# TASK
Please output only the lines that run from the line containing "Question. Spot each instance of the sidewalk" through the end of the material below, exactly.

# MATERIAL TO PROCESS
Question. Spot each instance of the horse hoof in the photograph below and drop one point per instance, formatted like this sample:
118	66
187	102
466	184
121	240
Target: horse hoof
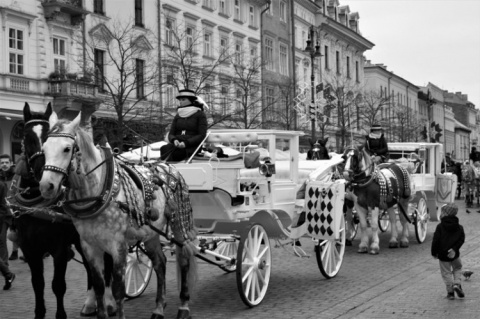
362	250
111	311
183	314
88	312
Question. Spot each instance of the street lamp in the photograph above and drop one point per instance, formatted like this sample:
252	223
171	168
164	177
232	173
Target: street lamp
314	53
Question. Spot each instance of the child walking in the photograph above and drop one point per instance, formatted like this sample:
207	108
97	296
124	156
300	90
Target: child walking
449	236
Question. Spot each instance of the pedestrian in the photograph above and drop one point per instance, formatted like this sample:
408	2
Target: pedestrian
447	240
7	171
188	129
376	145
5	221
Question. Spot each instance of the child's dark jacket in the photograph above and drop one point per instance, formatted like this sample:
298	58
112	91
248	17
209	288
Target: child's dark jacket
449	234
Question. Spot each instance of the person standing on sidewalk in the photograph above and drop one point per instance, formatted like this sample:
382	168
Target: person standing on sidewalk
447	240
7	171
5	221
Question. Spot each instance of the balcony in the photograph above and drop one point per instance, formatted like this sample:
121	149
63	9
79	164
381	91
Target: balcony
64	11
73	91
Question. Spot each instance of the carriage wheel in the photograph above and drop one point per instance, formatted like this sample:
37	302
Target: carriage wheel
254	263
383	221
421	219
228	248
330	253
138	272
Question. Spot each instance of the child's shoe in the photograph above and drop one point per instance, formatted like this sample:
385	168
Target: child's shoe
458	289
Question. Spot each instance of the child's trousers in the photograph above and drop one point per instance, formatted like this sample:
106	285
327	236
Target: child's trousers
451	272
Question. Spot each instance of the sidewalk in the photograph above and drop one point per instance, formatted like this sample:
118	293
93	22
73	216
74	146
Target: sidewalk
397	283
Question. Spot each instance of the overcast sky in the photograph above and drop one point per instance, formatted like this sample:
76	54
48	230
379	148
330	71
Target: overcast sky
423	41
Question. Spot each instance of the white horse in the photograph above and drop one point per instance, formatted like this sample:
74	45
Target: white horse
374	189
111	212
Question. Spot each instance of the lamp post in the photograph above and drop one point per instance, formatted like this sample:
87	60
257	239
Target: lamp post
314	53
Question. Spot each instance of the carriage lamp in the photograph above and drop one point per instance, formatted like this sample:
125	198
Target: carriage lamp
267	168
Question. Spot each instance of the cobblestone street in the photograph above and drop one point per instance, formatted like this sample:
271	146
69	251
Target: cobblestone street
398	283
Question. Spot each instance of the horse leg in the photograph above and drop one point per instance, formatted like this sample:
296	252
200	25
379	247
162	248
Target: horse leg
110	302
94	257
34	257
119	255
362	216
159	261
374	245
59	286
404	243
393	227
187	264
89	308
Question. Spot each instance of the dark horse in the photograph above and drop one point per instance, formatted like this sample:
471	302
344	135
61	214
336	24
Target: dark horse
374	188
41	226
318	150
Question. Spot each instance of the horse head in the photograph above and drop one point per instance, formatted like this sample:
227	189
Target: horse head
318	149
357	163
59	149
34	135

# RESULT FOR THIS TASK
Question. Spot each instance of the sidewalk in the photograph above and drop one point per instance, formatted like this sample:
118	293
93	22
73	216
74	146
Target: sidewalk
397	283
Question. Spot each instance of the overcast sky in the photograph above and drop one point per instance, formatted like this sample:
76	54
48	230
379	148
330	71
Target: overcast sky
423	41
Question. Spot each instance of the white horse in the photograph above and drop one point per instance, formatted like this sample:
74	45
Target: white horse
374	189
111	212
Question. Spot each instance of the lamp post in the photograph above and drop one point per instance, formatted like this sample:
87	60
257	239
Target: lamp post
314	53
Question. Spot each instance of the carriage lamp in the photograph above and drop one point per instance, formatted like this sample:
125	198
Target: carriage lamp
267	168
Question. Spot each instance of the cobblestone street in the photograph above and drop one point per instance, formatted like this sample:
271	146
69	251
Target: cobblestone street
398	283
Question. Spot each instance of the horse leg in the photograph above and drop one point per instance, formatted like this sample:
296	252
200	25
379	247
162	248
Target: horse leg
110	302
94	257
34	257
119	255
362	216
159	261
374	245
59	286
404	243
393	227
187	264
89	308
Question. Spot each instance of the dark horse in the photograph above and drop one point per instance, formatted like this sample:
471	302
344	135
61	214
336	24
Target: dark horse
374	188
41	226
318	150
Question. Spot each instance of the horse head in the photograph above and drop one point per instance, formatted like this sample:
227	189
Target: horse head
318	149
357	163
59	149
34	135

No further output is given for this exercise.